### [Requirement]
Output each entry that follows exactly. Images stay out.

### [Records provided]

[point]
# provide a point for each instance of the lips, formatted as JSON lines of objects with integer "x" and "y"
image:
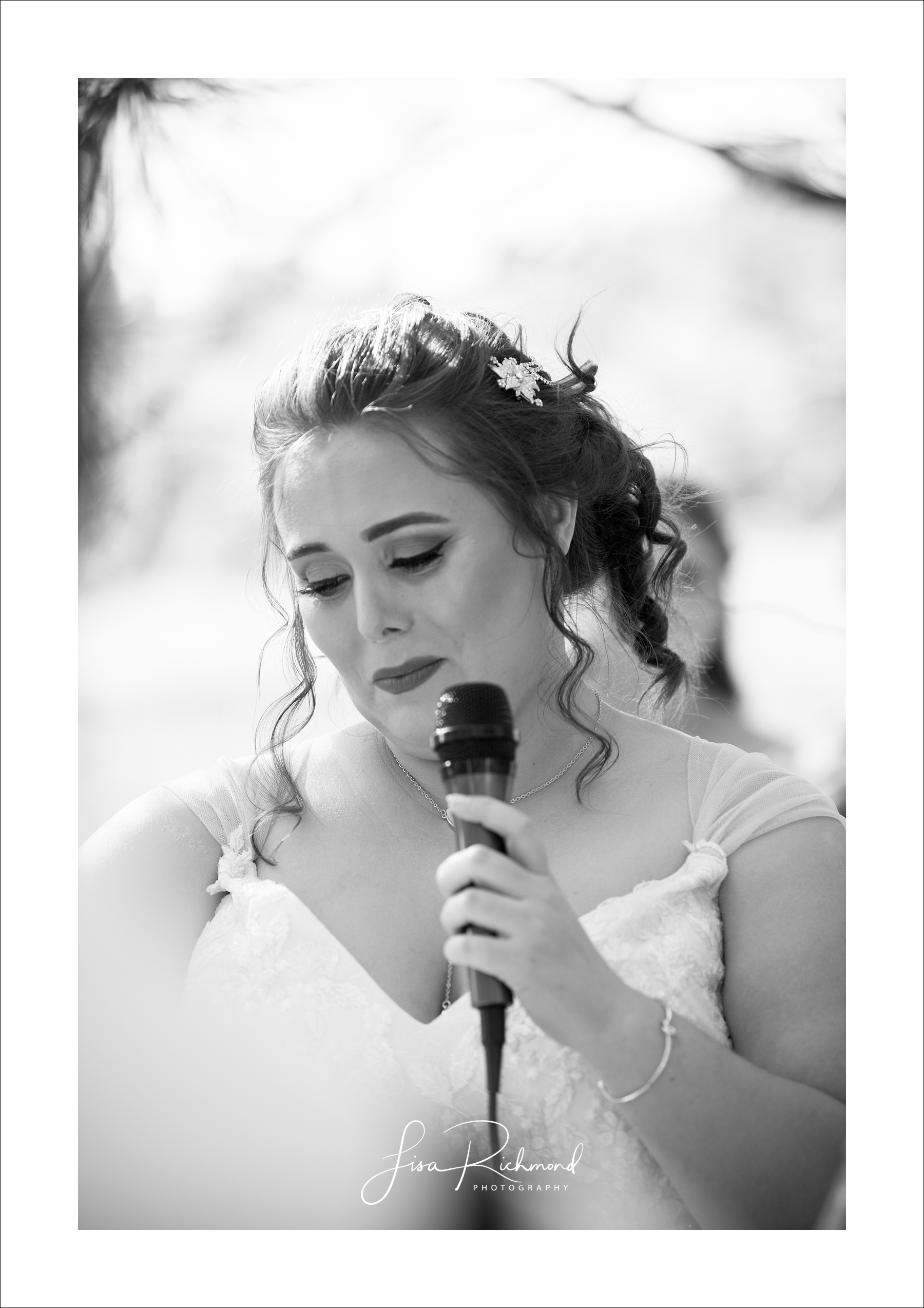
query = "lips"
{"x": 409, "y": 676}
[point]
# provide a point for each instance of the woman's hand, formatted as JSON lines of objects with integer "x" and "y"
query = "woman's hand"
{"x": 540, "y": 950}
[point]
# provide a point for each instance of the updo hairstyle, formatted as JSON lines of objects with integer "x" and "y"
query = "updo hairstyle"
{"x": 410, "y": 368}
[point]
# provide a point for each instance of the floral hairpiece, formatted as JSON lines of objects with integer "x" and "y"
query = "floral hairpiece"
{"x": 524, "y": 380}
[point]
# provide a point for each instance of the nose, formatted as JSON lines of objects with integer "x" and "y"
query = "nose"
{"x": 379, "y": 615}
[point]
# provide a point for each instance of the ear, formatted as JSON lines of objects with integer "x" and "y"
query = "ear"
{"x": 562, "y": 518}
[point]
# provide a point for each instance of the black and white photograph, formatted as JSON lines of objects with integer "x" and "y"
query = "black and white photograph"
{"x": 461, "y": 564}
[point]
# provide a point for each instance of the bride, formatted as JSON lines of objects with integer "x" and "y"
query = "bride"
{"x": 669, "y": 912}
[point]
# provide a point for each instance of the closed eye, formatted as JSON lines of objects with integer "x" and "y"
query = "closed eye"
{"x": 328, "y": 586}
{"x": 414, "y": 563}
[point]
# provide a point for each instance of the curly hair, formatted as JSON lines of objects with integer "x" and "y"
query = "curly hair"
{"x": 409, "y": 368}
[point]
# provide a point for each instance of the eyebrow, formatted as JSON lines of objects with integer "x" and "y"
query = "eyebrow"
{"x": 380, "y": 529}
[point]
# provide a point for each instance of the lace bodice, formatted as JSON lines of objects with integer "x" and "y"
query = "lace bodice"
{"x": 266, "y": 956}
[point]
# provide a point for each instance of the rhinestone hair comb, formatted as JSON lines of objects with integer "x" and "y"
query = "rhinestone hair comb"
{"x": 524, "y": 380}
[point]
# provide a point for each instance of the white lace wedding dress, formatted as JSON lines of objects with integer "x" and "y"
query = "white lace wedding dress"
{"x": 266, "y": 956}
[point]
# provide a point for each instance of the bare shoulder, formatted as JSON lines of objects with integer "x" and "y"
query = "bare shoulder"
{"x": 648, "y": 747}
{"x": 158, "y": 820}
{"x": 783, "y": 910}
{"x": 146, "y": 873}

### [Result]
[point]
# provide a point for each instance of the lips, formatted as JSON lines of objects with integer "x" and "y"
image:
query = "lips"
{"x": 409, "y": 676}
[point]
# provide a point for each instance of the woman's hand, formatted as JSON lines of objects with integer "x" and "y"
query = "woman's hand"
{"x": 540, "y": 950}
[point]
# provide a point for each instance of the updo hairstyle, formatted as JSON lines of objects with integer "x" and "y"
query = "updo hairstyle"
{"x": 410, "y": 368}
[point]
# provide a point for each instance of the floral hairpiece, formatted as JSON lines of objects with integer "x" and "y"
query = "floral hairpiece"
{"x": 524, "y": 380}
[point]
# provide a point for each instance of the nose, formatted as JSON lines of objects with integer "x" and "y"
query = "nose"
{"x": 379, "y": 615}
[point]
# provide a point for each instance of the ear, formatted as JSON lines of objects with integer "x" and "y"
query = "ear"
{"x": 562, "y": 518}
[point]
# provide a point for each instance of the black and white photograph, formatted as JSON lines of objects with integer "x" and "y"
query = "black and white photograph"
{"x": 461, "y": 564}
[point]
# provide a point for each instance of the bride, formatted as JSON lines of objects with integer "x" and "y"
query = "bride"
{"x": 669, "y": 912}
[point]
# provide a point for each instance of the closed eye, formatted as JSON lines of objects with integer "x" and "y"
query = "closed eye"
{"x": 328, "y": 586}
{"x": 414, "y": 563}
[point]
# provide a point for each instance of the curly hair, formatted as JSON lines of objects with integer "x" and "y"
query = "curly hair"
{"x": 409, "y": 368}
[point]
# provide a point for each instance of the eyebrow, formatted as JSON lines of objects with integer "x" and "y"
query = "eyebrow"
{"x": 380, "y": 529}
[point]
# provide a point for each instance of the lace bodice, formatted as JSON lines of objects with integer "x" and "y"
query = "lace bodice"
{"x": 266, "y": 956}
[point]
# provide a point for each instance of the rhinestone hair comb, formatted as JSON lines of objects with integer "x" and "y"
query = "rhinestone hair comb"
{"x": 524, "y": 380}
[point]
# provide a point for each instance of the white lace wedding dress, formatted as JSON lines of objects with integer "x" and "y"
query = "white lace wedding dress"
{"x": 266, "y": 956}
[point]
# provide a point for each instance of the bare shoulder, formatted as JSON lines of objects with integer "x" and "y"
query = "bare shoulder"
{"x": 648, "y": 747}
{"x": 158, "y": 820}
{"x": 783, "y": 910}
{"x": 146, "y": 873}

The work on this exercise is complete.